James Addison Baker III, seinerseits US-amerikanischer Außenminister unter George Bush senior, war während der großen Umbrüche Europas in den Jahren 1990/91 in der Verantwortung. Er erlebte die deutsche Wiedervereinigung ebenso wie den Zusammenbruch der Sowjetunion.
Die Gedanken des James A. Baker
Während er die Wiedervereinigung Deutschlands vorbehaltlos unterstützte und dabei wohl an eine gemeinsame Euphorie in beiden Teilen des Landes glaubte, regten sich bei ihm große Zweifel, ob die Ereignisse in Russland nicht eine Quelle in sich bargen, die noch größere Verwerfungen hervorbringen werden könnten.
Er sprach davon, dass die Demütigungen, die mit dem Untergang der Sowjetunion einhergingen, nicht in einer gerechneten Generation dazu beitragen könnten, dass all jene, die die Schmach als junge Menschen erlebten, nach von ihm bezifferten dreißig bis vierzig Jahren, denen die Rechnung präsentieren könnten, die ohne Rücksicht auf Verluste den alten Staat abgewickelt hätten. Das bezog er sowohl auf die Kräfte innerhalb des Landes als auch auf jene, die als fremde Mächte daran beteiligt waren.

ANGEZEIGTE DATEN:
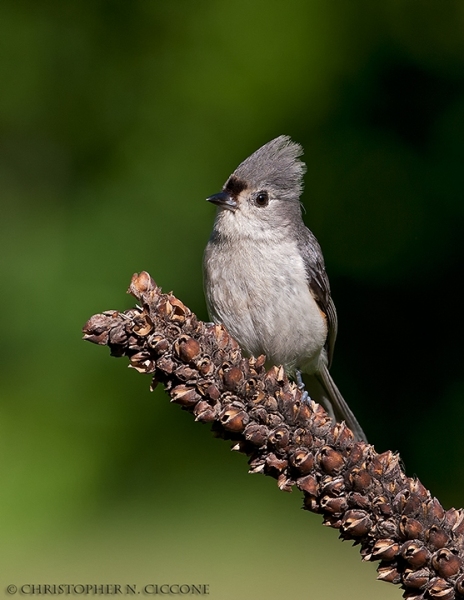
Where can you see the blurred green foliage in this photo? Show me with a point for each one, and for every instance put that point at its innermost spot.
(117, 119)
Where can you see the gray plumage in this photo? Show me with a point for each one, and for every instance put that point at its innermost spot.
(264, 273)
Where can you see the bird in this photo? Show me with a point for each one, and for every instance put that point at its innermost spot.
(265, 278)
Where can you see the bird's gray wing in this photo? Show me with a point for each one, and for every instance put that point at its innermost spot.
(318, 283)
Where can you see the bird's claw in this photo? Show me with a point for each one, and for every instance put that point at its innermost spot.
(299, 381)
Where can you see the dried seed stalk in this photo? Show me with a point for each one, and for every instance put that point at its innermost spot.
(365, 495)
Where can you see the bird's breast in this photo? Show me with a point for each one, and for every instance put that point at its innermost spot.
(261, 294)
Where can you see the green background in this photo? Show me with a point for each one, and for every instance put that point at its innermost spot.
(117, 120)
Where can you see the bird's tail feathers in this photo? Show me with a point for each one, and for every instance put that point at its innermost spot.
(335, 404)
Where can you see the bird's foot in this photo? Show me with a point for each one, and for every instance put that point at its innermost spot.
(299, 380)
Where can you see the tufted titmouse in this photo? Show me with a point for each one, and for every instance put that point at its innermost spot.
(264, 273)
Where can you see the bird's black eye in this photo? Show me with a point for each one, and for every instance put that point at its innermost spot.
(262, 199)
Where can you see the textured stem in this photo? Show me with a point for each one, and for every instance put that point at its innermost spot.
(365, 495)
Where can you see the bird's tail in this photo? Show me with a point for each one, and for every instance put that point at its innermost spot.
(331, 399)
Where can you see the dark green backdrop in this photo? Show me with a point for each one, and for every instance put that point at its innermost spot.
(117, 120)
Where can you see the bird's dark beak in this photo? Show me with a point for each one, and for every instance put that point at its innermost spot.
(224, 200)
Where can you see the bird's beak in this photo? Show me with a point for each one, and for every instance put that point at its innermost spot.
(224, 200)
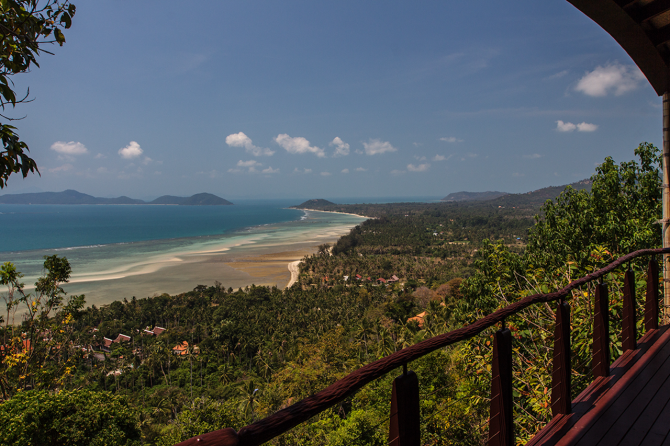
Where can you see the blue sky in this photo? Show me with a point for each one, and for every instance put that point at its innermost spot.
(330, 99)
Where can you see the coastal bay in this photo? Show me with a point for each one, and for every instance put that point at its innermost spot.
(237, 257)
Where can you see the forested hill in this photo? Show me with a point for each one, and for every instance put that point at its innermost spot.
(524, 206)
(314, 204)
(467, 196)
(73, 197)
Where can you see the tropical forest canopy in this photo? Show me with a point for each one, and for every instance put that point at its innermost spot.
(158, 370)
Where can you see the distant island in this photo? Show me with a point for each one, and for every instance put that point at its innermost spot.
(73, 197)
(314, 204)
(472, 196)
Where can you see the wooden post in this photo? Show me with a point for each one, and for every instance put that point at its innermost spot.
(628, 331)
(501, 423)
(651, 303)
(666, 206)
(405, 429)
(600, 362)
(561, 400)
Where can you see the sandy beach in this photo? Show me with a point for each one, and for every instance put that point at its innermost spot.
(267, 256)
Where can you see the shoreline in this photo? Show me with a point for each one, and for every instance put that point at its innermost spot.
(334, 212)
(265, 256)
(294, 269)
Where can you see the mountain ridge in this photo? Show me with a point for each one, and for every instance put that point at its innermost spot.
(70, 196)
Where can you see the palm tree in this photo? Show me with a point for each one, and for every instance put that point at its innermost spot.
(248, 403)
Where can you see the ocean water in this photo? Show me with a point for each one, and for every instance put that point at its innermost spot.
(143, 246)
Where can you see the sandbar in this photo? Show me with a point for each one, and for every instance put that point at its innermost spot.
(258, 260)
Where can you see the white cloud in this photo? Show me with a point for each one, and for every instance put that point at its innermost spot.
(63, 168)
(565, 126)
(242, 140)
(69, 148)
(451, 139)
(570, 127)
(249, 163)
(586, 127)
(376, 147)
(132, 150)
(298, 145)
(341, 147)
(419, 168)
(558, 75)
(612, 78)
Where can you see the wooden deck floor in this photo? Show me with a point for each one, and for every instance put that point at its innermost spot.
(629, 407)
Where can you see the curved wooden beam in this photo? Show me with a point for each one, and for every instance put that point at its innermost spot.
(631, 36)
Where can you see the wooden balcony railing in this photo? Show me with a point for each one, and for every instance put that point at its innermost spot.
(404, 429)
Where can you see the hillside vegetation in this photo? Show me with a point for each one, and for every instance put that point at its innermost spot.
(172, 367)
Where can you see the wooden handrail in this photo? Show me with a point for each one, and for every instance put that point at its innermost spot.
(286, 419)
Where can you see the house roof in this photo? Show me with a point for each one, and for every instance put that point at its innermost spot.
(122, 338)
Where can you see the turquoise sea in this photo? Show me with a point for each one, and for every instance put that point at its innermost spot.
(123, 250)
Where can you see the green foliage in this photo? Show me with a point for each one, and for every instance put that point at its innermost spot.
(581, 231)
(68, 418)
(26, 26)
(619, 214)
(40, 353)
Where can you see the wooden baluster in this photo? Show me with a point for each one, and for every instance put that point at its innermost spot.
(561, 400)
(651, 304)
(629, 332)
(600, 362)
(501, 424)
(405, 429)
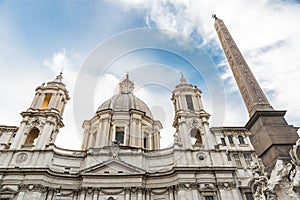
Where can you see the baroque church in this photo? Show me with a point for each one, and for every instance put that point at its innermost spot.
(121, 158)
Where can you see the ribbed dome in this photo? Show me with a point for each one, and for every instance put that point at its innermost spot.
(125, 100)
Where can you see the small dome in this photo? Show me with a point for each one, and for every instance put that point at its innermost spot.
(125, 100)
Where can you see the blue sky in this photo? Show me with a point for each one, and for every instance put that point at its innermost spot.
(39, 38)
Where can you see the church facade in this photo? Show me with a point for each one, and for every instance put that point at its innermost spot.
(121, 158)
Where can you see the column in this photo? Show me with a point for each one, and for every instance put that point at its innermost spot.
(95, 196)
(19, 135)
(40, 101)
(34, 102)
(98, 136)
(127, 193)
(171, 194)
(82, 194)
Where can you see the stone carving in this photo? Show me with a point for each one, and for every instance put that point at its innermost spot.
(285, 178)
(21, 157)
(250, 90)
(263, 191)
(115, 148)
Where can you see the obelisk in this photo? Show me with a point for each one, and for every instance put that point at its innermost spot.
(272, 137)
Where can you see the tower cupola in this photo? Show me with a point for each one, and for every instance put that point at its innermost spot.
(43, 119)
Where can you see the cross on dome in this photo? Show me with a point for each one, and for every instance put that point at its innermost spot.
(126, 86)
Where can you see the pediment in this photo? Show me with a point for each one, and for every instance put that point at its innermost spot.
(113, 167)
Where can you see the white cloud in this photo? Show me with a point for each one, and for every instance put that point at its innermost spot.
(266, 32)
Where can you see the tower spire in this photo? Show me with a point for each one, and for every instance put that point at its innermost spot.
(251, 92)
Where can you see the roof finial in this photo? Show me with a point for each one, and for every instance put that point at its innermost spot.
(182, 79)
(214, 16)
(126, 86)
(59, 77)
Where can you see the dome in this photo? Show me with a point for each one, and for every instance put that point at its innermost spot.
(125, 100)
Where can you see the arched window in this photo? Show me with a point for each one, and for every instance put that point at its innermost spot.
(195, 133)
(241, 139)
(230, 139)
(120, 135)
(32, 136)
(46, 101)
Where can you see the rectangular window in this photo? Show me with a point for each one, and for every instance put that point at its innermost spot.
(61, 105)
(46, 101)
(237, 160)
(223, 141)
(241, 139)
(209, 198)
(248, 159)
(228, 157)
(248, 195)
(189, 102)
(120, 135)
(145, 143)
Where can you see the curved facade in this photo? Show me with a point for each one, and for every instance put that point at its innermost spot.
(120, 156)
(123, 119)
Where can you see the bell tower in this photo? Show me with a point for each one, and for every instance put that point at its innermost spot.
(191, 120)
(43, 119)
(272, 136)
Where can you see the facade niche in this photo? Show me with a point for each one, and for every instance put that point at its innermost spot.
(196, 135)
(46, 101)
(120, 135)
(32, 136)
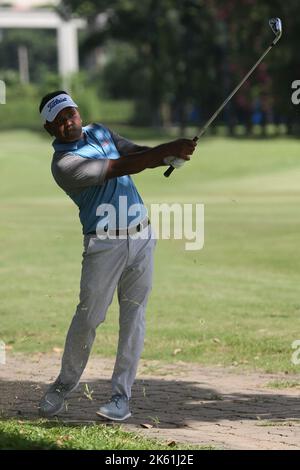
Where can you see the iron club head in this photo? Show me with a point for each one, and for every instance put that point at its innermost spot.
(276, 26)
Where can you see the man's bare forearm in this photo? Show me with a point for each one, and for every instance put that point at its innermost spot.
(137, 162)
(150, 158)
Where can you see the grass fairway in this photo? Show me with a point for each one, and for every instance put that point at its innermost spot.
(234, 302)
(46, 435)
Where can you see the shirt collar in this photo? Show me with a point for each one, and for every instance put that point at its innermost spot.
(70, 146)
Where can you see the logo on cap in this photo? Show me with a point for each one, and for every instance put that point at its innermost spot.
(55, 102)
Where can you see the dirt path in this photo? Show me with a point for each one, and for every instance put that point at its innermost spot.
(180, 402)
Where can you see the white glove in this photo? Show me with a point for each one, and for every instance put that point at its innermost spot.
(174, 161)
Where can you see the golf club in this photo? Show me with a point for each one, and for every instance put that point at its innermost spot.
(276, 26)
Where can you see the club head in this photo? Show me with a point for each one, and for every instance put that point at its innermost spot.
(276, 26)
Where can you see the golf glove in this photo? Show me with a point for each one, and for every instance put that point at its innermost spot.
(174, 161)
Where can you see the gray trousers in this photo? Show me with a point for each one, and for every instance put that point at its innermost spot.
(109, 264)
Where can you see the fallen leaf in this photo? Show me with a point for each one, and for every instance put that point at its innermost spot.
(171, 444)
(176, 351)
(57, 350)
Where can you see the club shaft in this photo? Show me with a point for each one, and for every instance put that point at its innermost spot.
(217, 112)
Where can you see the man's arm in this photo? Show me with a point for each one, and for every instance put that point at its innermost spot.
(150, 158)
(73, 173)
(125, 146)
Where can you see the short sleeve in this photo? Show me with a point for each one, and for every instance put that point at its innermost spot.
(74, 173)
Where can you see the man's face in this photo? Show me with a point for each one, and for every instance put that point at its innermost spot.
(67, 126)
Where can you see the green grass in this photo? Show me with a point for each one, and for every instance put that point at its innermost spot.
(46, 435)
(234, 302)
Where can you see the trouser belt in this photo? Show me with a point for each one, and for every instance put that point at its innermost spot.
(125, 231)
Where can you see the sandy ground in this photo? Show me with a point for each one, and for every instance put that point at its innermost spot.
(178, 402)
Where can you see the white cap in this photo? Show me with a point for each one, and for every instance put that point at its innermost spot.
(55, 105)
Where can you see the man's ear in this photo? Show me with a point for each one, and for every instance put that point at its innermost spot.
(48, 128)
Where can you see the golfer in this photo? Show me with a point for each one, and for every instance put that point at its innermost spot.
(92, 165)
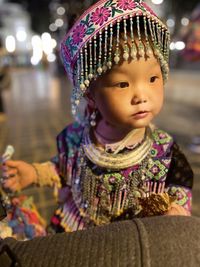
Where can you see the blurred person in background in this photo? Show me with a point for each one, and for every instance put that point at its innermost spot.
(192, 53)
(5, 80)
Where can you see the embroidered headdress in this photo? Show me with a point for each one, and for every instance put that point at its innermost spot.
(105, 34)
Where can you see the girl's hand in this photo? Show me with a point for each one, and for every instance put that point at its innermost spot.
(176, 209)
(18, 175)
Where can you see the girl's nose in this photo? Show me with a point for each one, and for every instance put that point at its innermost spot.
(139, 97)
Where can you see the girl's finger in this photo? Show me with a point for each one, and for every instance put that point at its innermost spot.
(14, 187)
(11, 172)
(8, 183)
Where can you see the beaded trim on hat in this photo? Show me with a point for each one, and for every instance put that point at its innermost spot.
(89, 48)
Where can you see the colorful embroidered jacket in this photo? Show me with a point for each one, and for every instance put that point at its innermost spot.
(92, 195)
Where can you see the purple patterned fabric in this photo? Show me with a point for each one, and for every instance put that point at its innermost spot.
(96, 18)
(158, 170)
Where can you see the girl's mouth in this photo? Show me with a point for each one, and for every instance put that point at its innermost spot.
(140, 115)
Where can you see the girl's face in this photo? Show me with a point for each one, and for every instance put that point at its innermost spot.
(130, 95)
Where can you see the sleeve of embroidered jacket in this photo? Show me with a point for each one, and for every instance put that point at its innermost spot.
(180, 179)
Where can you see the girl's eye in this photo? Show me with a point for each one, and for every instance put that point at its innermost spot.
(153, 79)
(122, 85)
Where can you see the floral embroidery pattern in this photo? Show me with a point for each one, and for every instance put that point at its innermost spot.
(91, 22)
(78, 33)
(126, 4)
(100, 15)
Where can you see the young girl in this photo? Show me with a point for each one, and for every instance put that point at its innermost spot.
(113, 163)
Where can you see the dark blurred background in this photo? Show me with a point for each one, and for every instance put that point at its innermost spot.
(35, 92)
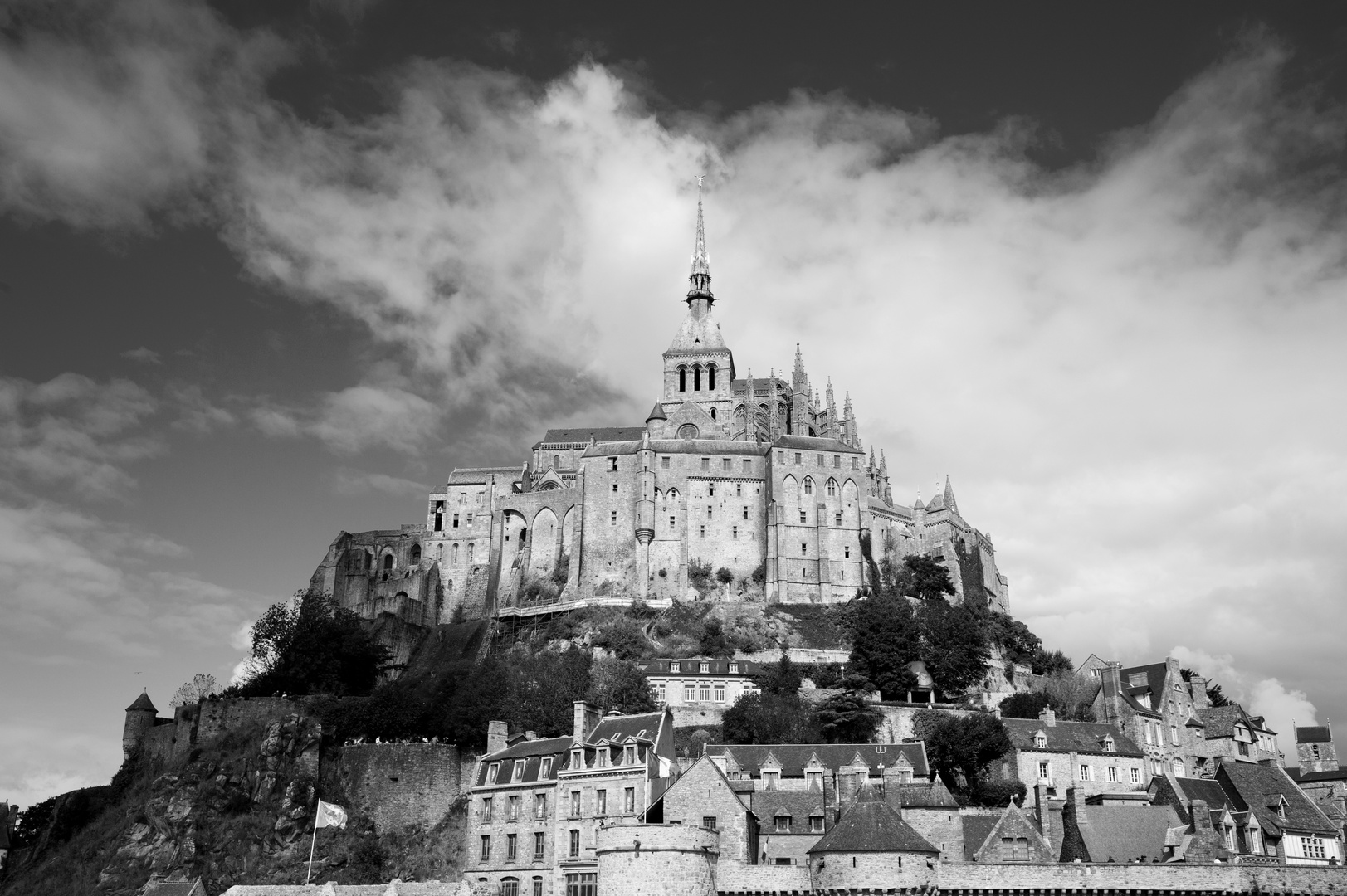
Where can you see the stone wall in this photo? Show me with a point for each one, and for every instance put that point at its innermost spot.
(402, 785)
(656, 859)
(1169, 879)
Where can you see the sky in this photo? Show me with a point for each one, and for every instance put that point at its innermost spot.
(271, 270)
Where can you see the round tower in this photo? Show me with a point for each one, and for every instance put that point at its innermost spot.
(140, 718)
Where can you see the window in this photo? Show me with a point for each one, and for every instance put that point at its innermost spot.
(581, 884)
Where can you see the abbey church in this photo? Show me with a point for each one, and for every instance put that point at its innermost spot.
(754, 480)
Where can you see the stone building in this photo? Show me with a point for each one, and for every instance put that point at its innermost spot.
(1094, 757)
(536, 805)
(700, 689)
(761, 477)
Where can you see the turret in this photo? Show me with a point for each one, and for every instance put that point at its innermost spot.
(140, 718)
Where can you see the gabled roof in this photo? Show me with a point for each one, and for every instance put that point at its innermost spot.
(582, 436)
(869, 826)
(1314, 734)
(1064, 738)
(1261, 787)
(143, 702)
(814, 444)
(1124, 833)
(795, 757)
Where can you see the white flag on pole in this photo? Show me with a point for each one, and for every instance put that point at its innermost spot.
(330, 816)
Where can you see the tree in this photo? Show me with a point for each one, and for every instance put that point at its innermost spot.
(953, 645)
(886, 640)
(620, 684)
(847, 718)
(313, 645)
(201, 686)
(769, 718)
(962, 747)
(1053, 663)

SCHRIFTLICHE AUFGABE A:
Unter welchem Präsidenten war James A. Baker laut dem Text über James A. Baker Außenminister der USA?
SCHRIFTLICHE AUFGABE B:
Erläutern Sie anhand des Textes über James A. Baker, worin seine Zweifel an den Ereignissen in Russland begründet lagen.
SCHRIFTLICHE AUFGABE C:
Führen Sie den Text über James A. Baker im Anschluss an seinen letzten Satz weiter.

LÖSUNG DER ÜBUNG A:
Unter George Bush senior.

LÖSUNG DER ÜBUNG B:
Baker fürchtete, dass die Demütigungen beim Untergang der Sowjetunion eine Quelle noch größerer Verwerfungen sein könnten. Wer diese Schmach als junger Mensch erlebte, könnte nach dreißig bis vierzig Jahren denen die Rechnung präsentieren, die den alten Staat rücksichtslos abgewickelt hatten. Damit meinte er sowohl Kräfte innerhalb des Landes als auch beteiligte fremde Mächte.

LÖSUNG DER ÜBUNG C:
Soviel auch in Deutschland davon die Rede war, wie sehr die Menschen in Ostdeutschland unter dem System der DDR gelitten hatten, in Bezug auf die Art und Weise, wie das, was viele als ihre Lebensleistung auch innerhalb des Systems bezeichnet hatten, war keinerlei Empathie vorhanden. Heute, dreißig Jahre danach, zeigt sich mit voller Wucht, dass zumindest im deutschen Westen niemand die Weitsicht eines James Addison Baker III besessen hatte.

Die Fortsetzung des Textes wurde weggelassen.